> _STATED EXERCISE_
Copy all of the data below word for word, and leave the pictures out of your answer.

> _GIVEN ENTRIES_
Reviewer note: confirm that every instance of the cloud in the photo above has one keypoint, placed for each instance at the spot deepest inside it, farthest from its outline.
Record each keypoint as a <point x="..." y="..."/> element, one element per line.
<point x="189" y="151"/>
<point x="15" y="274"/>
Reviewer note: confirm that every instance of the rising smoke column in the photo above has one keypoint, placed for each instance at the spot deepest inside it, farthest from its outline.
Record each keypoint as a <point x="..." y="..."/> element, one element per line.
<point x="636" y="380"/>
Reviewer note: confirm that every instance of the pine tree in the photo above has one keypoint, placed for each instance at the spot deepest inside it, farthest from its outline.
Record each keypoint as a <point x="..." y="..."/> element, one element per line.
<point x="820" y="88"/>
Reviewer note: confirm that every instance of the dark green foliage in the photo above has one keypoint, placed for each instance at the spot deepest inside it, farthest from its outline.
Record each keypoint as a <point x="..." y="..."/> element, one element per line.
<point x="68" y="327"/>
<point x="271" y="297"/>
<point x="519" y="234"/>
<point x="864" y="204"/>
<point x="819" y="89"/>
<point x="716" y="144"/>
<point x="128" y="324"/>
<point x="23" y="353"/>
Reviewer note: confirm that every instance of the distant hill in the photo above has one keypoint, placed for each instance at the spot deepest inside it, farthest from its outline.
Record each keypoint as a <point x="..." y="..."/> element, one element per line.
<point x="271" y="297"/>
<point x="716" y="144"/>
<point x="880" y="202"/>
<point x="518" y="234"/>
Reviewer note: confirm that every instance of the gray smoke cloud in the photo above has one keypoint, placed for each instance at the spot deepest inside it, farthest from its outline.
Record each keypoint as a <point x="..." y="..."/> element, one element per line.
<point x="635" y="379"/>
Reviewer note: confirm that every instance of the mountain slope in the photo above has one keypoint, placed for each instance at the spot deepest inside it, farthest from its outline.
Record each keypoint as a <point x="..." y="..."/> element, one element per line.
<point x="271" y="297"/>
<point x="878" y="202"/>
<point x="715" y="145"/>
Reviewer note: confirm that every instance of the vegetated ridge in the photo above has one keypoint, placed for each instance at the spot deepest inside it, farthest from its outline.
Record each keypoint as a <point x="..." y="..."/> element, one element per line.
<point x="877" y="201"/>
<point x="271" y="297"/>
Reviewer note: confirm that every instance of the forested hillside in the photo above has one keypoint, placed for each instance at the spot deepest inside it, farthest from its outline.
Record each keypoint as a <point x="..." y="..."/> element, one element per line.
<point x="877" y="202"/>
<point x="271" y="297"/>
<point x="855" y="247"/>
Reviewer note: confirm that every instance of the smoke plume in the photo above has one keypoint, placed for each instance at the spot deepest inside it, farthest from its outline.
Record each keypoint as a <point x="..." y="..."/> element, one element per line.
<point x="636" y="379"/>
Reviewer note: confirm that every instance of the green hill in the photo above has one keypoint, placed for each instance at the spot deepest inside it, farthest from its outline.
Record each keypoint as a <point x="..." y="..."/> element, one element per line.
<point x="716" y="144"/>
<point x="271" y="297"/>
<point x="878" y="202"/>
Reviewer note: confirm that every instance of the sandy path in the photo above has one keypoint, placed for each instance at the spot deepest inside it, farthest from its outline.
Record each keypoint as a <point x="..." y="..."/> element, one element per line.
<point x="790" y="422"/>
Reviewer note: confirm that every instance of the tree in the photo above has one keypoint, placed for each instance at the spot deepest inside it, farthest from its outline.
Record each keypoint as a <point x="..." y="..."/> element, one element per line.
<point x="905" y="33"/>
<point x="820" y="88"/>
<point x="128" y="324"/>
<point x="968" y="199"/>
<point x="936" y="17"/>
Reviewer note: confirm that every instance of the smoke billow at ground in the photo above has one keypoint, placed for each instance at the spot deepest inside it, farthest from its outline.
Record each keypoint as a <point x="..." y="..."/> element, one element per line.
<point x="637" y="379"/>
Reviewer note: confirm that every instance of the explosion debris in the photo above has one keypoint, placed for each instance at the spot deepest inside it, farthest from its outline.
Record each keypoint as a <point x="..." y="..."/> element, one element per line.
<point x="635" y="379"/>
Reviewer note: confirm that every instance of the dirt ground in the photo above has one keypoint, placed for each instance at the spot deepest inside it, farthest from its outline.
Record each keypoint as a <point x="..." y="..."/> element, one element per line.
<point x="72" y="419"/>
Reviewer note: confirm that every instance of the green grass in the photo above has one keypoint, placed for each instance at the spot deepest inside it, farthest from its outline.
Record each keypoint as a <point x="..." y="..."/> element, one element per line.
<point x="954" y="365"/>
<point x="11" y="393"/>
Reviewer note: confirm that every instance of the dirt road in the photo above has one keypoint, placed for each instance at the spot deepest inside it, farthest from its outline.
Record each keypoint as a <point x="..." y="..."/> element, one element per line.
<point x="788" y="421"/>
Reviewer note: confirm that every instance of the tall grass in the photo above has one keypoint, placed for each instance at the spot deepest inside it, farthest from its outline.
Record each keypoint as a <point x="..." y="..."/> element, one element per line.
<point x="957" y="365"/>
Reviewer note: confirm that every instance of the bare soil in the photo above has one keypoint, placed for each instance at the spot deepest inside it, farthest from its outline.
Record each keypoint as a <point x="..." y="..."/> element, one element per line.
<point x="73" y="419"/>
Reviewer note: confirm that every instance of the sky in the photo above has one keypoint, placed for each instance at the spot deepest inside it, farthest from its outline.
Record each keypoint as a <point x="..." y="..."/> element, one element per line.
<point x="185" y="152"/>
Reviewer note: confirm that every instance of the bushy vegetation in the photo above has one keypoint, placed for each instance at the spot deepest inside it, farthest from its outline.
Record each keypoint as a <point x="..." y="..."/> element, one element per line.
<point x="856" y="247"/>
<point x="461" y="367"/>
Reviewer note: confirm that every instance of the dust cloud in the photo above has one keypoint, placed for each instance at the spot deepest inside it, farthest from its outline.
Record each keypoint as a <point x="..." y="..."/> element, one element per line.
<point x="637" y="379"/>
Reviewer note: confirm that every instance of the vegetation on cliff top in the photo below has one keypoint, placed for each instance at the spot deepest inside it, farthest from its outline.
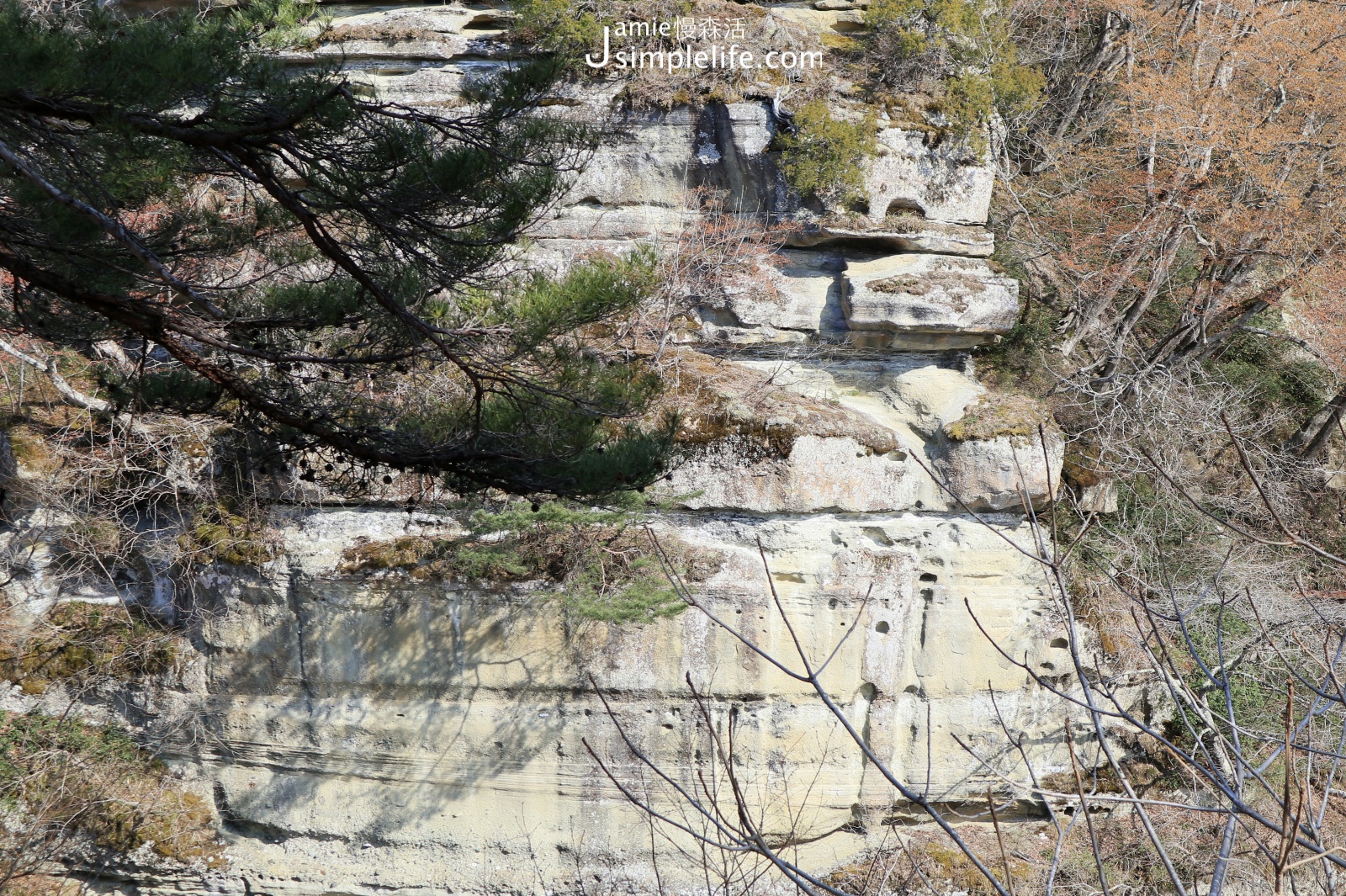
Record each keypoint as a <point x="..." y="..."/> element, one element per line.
<point x="148" y="161"/>
<point x="601" y="561"/>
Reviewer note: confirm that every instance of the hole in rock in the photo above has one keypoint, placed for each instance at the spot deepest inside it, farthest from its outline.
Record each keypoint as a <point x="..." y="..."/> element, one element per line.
<point x="904" y="206"/>
<point x="485" y="22"/>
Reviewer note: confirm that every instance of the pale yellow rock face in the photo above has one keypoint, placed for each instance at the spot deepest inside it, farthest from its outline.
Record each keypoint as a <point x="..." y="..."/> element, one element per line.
<point x="381" y="734"/>
<point x="363" y="731"/>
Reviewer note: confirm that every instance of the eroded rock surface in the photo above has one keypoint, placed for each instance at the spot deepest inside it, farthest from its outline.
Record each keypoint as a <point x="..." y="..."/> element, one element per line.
<point x="365" y="734"/>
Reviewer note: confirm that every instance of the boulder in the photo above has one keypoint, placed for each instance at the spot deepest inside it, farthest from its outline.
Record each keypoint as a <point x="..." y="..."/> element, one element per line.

> _EXERCISE RESULT_
Reviewer note: confirm that every instance of the cloud in the photo above has one keypoint, placed for each instance at the spot deepest inside it, farthest from its outline.
Record each keypoint as a <point x="..." y="..."/> element, one element per line.
<point x="189" y="151"/>
<point x="15" y="274"/>
Reviewer note: confirm that every instance of the rising smoke column in the photo above has one keypoint, placed for each instance at the spot deepest inside it, farthest from its outline.
Record each keypoint as a <point x="..." y="..."/> element, one element per line.
<point x="636" y="380"/>
Reviewer note: confirm that every instance of the pine tree in the photo above has one keypoint, placed for each instance at the spot deepest inside it, farthest from its outline.
Record each keypoint as a <point x="..." y="..."/> element, one element per line.
<point x="820" y="88"/>
Reviewer note: confirm that every instance of the dark green foliage in the photo above has one keypoint, placed for each instance at the spot deepest inside it, farthest from its outline.
Record each keypoint as a <point x="..." y="..."/> element, one element per line.
<point x="68" y="327"/>
<point x="271" y="297"/>
<point x="519" y="234"/>
<point x="864" y="204"/>
<point x="819" y="89"/>
<point x="716" y="144"/>
<point x="128" y="324"/>
<point x="23" y="353"/>
Reviewer note: confirm that every instance of the distant hill in the photo above has one keypoint, placed for each instance at the spot deepest inside it, farthest from its outline.
Record each keypoint as a <point x="..." y="..."/> element, one element per line.
<point x="271" y="297"/>
<point x="716" y="144"/>
<point x="880" y="202"/>
<point x="518" y="234"/>
Reviewer note: confirm that every instance of the gray smoke cloud in the photo above has one keypoint, placed for each instance at the spot deepest inside it, farthest from its outline.
Record each keypoint as a <point x="..." y="..."/> element, one element per line.
<point x="635" y="379"/>
Reviewer note: confirm that every instance of the mountain slope in the photo above has one keypoint, placed for each instance at the spot deepest inside it, farthest from its outline.
Record each keypoint as a <point x="..." y="..."/> element, one element per line.
<point x="271" y="297"/>
<point x="878" y="202"/>
<point x="715" y="145"/>
Reviewer note: confirm that every instance of the vegetated ridge in the photo above has one keypoint, placed for each instance at the spot deepest inside it, farthest from its outline.
Record each keypoint as a <point x="..." y="..."/> element, one element per line.
<point x="877" y="201"/>
<point x="271" y="297"/>
Reviewer note: confirm that every instance of the forested hillside in the photo above has one keypoint, placed for each instance at the spot deepest inside it, farthest from its outline.
Record each keypoint as a <point x="..." y="..."/> element, one element per line.
<point x="877" y="202"/>
<point x="271" y="297"/>
<point x="855" y="247"/>
Reviewer note: confirm that every instance of the smoke plume in the photo above has one keypoint, placed for each instance at the spot deepest inside it, farthest from its outline.
Record each keypoint as a <point x="..." y="..."/> element, one element per line.
<point x="636" y="379"/>
Reviewer note: confirm that every instance of the green hill in the photo above has one keypoint, placed for each instance at the spot deepest inside it, farthest from its outline.
Record each keypoint as a <point x="..." y="..."/> element, one element per line.
<point x="716" y="144"/>
<point x="271" y="297"/>
<point x="878" y="202"/>
Reviewer note: confirm that every instance of the sandy path in the photo above has one keypoint, placed for each instance at the spot deepest inside it, farthest from its outline.
Record each keypoint as a <point x="..." y="..."/> element, one element per line.
<point x="790" y="422"/>
Reviewer note: confirm that every instance of the tree in the photo above has one keypoint, placed for each instance at the spot deepest inside it, farthest from its outline.
Record each keypoint as a <point x="..." y="..."/> element, one element per line.
<point x="905" y="33"/>
<point x="820" y="88"/>
<point x="128" y="324"/>
<point x="968" y="199"/>
<point x="936" y="17"/>
Reviewer note: confirm that every instance of the smoke billow at ground in the photo above has one keypoint, placed for each instance at the spot deepest inside it, farthest from its outline.
Record each keypoint as a <point x="..." y="..."/> element, one element per line.
<point x="637" y="379"/>
Reviewer note: confirm that every instance of the explosion debris in the photo above has one keypoint, placed for each instance at the spot deepest inside it, farthest from its outline.
Record each keypoint as a <point x="..." y="..."/> element, one element per line.
<point x="635" y="379"/>
Reviewer note: confirm that every instance of the dirt ground in the photo above has one keypoint, placed for each instance at the spot deepest inside it, farthest from its outline.
Record each keypoint as a <point x="..." y="..."/> element, one element per line.
<point x="72" y="419"/>
Reviewer note: confirm that every instance of the green grass in the photo above has one keypoint, placed for each instance at the spot deepest inside it, farthest from its outline.
Record each keypoint as a <point x="..." y="..."/> element, one element per line.
<point x="954" y="365"/>
<point x="11" y="393"/>
Reviewer note: confirm that every instance of the dirt road in the photo above has one keypoint, placed for each instance at the spot deepest inside it, farthest from its outline.
Record each keypoint as a <point x="..." y="..."/> element, one element per line.
<point x="788" y="421"/>
Reviewer note: confirm that every instance of the tall grass in the photo above has one keypoint, placed for each instance at the spot deepest inside it, farthest from its outline.
Record each keypoint as a <point x="..." y="..."/> element, one element per line.
<point x="957" y="365"/>
Reviewer note: confirm that every instance of the bare soil in the photo above has one keypoint, placed for each instance at the spot deepest inside it, farthest from its outline.
Record each keypoint as a <point x="..." y="..."/> element, one element per line.
<point x="73" y="419"/>
Reviewer note: confirm that every instance of the sky in the photo above has one keypoint, placed for each instance at the spot deepest inside it, farthest from its outline.
Record each keypoint as a <point x="..." y="..."/> element, one element per line.
<point x="185" y="152"/>
Reviewer note: confirm that every instance of the bushy vegetation in the photo above has one keypoint, placed for each instance at the spot deepest inside it, farthest from its outline.
Record each keypoint as a <point x="..." y="..."/> element, one element per line.
<point x="856" y="247"/>
<point x="461" y="367"/>
Reviewer note: confirm that every instance of the dust cloud in the photo above has one keypoint, placed for each instance at the spot deepest inside it, farthest from its outline.
Record each keypoint as a <point x="..." y="..."/> element, one element per line.
<point x="637" y="379"/>
Reviewer note: confirm that every instance of the vegetation on cliff top in the photo below has one keypoint, placed for each instance at the spot deepest inside it, farthest from its outline.
Record each keypoint as a <point x="..." y="..."/> element, one element per line.
<point x="148" y="161"/>
<point x="601" y="561"/>
Reviewer note: confirm that every instance of the hole in rock in the photo above has one keypoint, placed for each instance at the spot deepest inside it, farthest from its outline.
Record each keypoint as a <point x="..." y="..."/> element, one element per line.
<point x="904" y="206"/>
<point x="485" y="22"/>
Reviewer note: confirm that every instance of the pale yellow rock face in the photo above has one keypoint, placed for each instance at the spot deepest inside it, farthest from its outline.
Record each keypoint as a <point x="..." y="..."/> element, one element per line.
<point x="381" y="734"/>
<point x="363" y="731"/>
Reviewer note: confirm that every instance of the eroded rock surface in the photo above has one keypoint, placed for each instance at the spot deepest inside it, farthest from its outline.
Record each keypoint as a <point x="..." y="..."/> element, one element per line.
<point x="365" y="734"/>
Reviewer note: confirm that every instance of the boulder in the photo above has one keypoint, placed for each instance at the spot deepest inside it, farthest from its outline.
Record each keypoint as a <point x="..." y="..."/> element, one element per line.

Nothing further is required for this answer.